- **TASK TO COMPLETE**: Give back, word for word, the line that contains "Where can the gray painted" and all lines after it in the material, through the last; please include only these.
── DATA TO EXAMINE
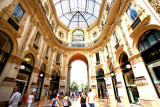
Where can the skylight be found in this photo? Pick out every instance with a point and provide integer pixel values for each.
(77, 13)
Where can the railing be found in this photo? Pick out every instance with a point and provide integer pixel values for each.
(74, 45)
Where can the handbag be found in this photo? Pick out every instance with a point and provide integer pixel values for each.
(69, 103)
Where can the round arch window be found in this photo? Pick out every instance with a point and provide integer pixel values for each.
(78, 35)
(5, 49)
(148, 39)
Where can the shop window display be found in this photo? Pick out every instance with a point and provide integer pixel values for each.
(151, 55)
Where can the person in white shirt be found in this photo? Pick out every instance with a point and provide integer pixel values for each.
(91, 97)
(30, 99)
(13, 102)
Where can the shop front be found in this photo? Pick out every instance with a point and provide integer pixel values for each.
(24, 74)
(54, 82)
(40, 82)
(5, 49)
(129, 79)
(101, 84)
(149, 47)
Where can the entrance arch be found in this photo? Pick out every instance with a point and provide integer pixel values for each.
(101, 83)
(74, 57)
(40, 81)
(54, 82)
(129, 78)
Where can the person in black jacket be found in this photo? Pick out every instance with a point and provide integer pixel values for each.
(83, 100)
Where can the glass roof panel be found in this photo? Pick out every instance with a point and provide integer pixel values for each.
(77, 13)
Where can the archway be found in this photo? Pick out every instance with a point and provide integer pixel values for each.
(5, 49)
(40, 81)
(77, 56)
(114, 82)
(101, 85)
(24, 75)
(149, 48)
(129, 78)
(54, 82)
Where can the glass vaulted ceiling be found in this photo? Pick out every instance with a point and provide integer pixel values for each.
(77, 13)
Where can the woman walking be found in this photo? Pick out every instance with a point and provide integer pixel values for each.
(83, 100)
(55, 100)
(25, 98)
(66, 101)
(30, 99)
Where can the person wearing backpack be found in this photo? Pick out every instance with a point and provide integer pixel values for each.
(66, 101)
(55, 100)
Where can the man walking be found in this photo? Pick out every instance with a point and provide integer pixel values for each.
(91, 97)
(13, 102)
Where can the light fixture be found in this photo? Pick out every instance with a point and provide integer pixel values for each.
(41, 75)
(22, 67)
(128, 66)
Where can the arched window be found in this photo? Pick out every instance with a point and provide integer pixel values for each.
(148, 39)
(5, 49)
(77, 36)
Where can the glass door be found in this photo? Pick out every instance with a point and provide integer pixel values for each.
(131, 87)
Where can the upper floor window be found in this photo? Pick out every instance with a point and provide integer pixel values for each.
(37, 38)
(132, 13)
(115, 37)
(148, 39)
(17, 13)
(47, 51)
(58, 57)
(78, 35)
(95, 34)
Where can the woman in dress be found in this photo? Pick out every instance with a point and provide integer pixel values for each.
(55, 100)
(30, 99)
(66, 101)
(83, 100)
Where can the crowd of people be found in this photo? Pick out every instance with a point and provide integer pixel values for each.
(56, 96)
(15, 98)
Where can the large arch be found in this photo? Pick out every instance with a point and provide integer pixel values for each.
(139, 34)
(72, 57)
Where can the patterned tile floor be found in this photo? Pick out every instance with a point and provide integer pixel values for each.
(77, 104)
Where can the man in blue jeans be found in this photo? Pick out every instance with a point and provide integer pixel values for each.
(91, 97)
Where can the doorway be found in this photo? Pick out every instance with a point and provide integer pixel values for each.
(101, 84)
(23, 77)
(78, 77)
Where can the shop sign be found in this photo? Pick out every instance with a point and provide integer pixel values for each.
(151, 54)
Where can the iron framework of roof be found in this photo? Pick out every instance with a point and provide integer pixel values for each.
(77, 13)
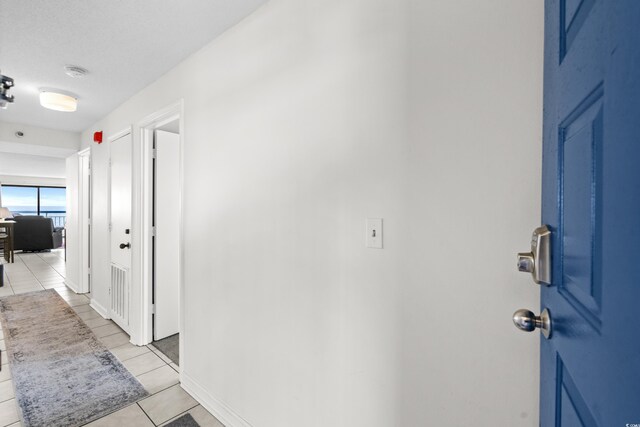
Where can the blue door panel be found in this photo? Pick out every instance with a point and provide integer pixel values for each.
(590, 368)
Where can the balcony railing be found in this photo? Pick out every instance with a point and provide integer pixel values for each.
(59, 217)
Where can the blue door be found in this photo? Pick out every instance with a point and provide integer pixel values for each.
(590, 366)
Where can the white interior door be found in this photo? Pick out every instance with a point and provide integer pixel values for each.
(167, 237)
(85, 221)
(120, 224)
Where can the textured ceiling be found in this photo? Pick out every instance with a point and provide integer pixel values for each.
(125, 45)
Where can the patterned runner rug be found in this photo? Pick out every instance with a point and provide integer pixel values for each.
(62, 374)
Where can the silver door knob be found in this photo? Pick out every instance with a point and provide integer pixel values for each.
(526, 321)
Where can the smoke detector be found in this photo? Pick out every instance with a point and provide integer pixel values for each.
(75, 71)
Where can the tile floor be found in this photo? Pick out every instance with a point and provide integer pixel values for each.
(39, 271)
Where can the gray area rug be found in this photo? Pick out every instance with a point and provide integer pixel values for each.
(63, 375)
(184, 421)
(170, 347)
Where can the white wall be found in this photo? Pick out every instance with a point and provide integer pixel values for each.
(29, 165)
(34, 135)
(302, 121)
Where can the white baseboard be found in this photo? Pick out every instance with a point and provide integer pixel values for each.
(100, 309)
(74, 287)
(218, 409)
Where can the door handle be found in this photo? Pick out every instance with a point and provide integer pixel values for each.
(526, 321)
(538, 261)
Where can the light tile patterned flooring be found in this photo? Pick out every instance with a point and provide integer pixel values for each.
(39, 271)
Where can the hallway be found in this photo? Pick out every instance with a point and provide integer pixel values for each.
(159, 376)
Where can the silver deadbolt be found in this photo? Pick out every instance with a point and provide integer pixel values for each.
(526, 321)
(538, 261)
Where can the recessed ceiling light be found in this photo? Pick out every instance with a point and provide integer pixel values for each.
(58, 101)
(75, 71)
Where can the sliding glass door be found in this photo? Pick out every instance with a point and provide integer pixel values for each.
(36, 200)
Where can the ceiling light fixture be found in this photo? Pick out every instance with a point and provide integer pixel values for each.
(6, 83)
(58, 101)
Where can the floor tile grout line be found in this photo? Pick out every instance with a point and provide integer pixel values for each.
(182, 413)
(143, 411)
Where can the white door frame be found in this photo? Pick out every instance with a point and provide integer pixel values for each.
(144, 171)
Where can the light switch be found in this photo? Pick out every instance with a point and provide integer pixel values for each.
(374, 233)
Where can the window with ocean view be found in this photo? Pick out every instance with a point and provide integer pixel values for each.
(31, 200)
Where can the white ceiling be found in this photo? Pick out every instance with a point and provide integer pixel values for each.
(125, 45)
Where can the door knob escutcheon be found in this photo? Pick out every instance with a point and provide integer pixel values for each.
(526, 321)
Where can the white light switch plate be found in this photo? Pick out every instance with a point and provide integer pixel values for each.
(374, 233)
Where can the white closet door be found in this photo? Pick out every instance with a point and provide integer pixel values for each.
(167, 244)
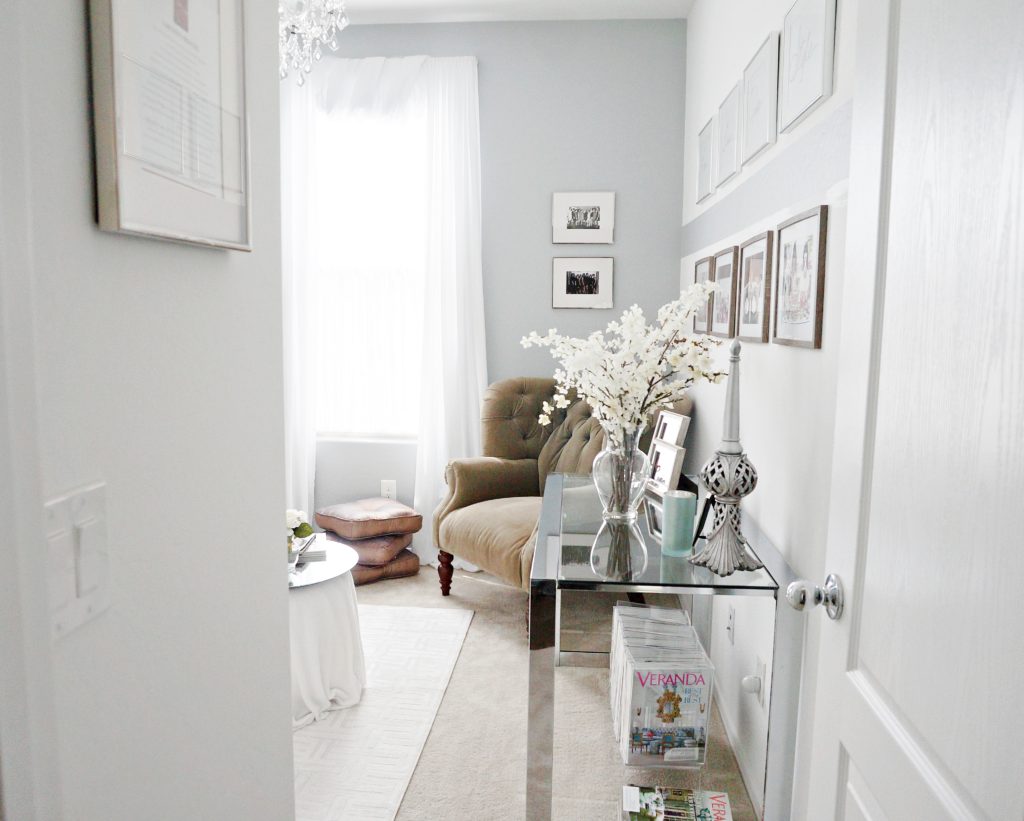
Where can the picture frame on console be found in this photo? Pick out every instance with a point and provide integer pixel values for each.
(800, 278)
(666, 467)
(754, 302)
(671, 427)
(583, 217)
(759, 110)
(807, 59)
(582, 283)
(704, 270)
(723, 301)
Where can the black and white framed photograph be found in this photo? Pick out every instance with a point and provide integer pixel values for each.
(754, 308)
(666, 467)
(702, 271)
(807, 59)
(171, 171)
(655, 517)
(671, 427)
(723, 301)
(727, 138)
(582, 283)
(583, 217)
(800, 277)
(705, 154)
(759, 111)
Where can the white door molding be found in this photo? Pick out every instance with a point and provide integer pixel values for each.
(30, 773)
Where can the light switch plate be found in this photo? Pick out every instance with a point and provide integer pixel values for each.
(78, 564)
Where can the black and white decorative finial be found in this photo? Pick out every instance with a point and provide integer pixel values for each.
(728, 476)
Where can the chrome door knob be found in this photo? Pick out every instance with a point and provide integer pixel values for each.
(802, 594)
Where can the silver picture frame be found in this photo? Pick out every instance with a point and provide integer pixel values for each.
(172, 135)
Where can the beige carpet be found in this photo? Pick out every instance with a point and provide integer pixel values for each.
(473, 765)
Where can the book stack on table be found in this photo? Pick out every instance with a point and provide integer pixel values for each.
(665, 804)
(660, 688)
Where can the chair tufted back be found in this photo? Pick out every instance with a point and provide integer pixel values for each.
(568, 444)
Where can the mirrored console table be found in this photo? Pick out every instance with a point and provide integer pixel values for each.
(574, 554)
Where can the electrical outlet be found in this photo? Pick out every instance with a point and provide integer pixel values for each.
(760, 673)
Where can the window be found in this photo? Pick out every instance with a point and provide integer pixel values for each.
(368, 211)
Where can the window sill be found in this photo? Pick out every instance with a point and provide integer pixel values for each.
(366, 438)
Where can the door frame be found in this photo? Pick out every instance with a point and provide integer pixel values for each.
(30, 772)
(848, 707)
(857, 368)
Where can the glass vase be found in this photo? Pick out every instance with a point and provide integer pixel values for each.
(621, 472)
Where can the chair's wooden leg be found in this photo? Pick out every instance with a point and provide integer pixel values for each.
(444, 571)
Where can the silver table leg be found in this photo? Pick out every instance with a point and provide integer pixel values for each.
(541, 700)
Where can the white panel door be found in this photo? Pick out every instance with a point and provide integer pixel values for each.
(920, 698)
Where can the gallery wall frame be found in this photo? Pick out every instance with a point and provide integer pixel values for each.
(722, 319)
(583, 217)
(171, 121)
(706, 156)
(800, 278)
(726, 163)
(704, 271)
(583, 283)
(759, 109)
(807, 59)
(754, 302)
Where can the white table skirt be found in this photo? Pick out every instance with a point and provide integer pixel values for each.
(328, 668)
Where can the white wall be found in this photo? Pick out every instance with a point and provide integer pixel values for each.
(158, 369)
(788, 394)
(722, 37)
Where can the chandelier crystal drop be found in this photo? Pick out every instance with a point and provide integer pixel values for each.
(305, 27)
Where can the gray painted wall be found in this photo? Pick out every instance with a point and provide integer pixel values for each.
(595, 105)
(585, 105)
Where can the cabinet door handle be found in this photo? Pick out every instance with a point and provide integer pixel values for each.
────
- **RESPONSE TO THE TASK**:
Where can the gray painted wall be found in this photo? Pick out every instance with a point and provide integer pixel values for each.
(595, 105)
(585, 105)
Where can the cabinet door handle be found in this photo? Pick out every instance with a point and provide integer pixel values for each.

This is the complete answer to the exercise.